▶ Data
· · · · ·
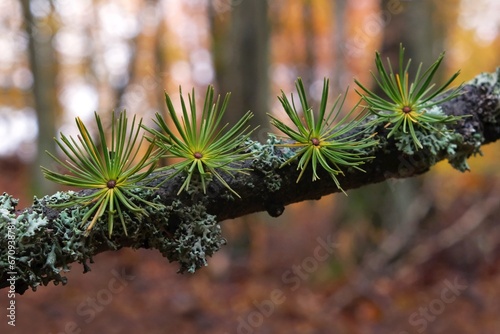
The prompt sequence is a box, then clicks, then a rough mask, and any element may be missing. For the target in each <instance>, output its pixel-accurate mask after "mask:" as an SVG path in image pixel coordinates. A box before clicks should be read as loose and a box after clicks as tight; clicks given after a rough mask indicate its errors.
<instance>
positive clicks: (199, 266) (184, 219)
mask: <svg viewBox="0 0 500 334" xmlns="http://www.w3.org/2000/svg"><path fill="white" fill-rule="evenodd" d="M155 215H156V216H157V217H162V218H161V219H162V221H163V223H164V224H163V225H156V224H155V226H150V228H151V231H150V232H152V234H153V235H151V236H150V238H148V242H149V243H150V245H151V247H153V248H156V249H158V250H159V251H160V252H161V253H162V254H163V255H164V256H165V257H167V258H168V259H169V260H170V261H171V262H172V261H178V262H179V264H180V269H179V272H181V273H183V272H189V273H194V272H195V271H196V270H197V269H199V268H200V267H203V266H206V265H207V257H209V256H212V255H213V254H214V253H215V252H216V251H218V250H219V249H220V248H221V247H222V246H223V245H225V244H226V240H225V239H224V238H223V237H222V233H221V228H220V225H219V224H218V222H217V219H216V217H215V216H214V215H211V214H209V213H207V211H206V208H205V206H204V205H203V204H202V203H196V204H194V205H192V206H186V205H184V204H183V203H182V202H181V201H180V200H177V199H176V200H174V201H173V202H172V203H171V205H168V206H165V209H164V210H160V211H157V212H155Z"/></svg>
· · · · ·
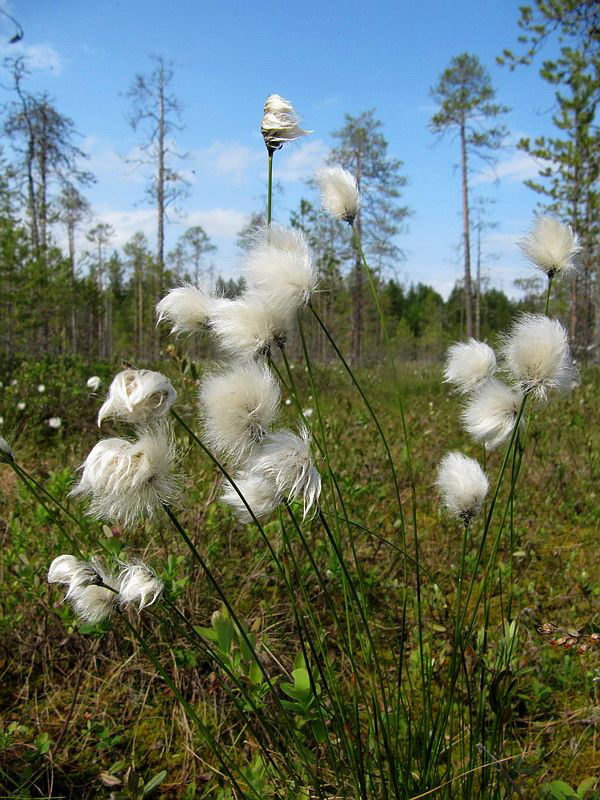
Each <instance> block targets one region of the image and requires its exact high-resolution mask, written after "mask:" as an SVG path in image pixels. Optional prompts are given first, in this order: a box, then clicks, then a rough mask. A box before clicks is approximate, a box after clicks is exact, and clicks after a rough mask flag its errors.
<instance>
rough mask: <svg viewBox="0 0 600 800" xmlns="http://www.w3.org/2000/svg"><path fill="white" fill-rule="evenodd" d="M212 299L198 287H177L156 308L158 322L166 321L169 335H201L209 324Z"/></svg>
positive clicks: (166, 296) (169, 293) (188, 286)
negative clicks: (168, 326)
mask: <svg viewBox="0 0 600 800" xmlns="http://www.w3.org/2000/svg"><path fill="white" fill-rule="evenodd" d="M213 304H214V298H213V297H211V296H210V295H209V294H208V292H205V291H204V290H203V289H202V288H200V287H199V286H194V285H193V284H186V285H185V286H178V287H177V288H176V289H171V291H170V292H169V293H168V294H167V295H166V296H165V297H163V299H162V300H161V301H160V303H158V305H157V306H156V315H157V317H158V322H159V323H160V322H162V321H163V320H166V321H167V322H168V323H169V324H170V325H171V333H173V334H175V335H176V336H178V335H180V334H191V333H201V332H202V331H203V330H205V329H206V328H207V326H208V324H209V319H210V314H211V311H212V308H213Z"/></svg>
· · · · ·
▶ To do
Find each line in the material above that contains the string "positive", and copy those lines out in full. Case matters.

▶ Answer space
positive clicks: (199, 266) (184, 219)
positive clicks: (166, 296) (169, 293) (188, 286)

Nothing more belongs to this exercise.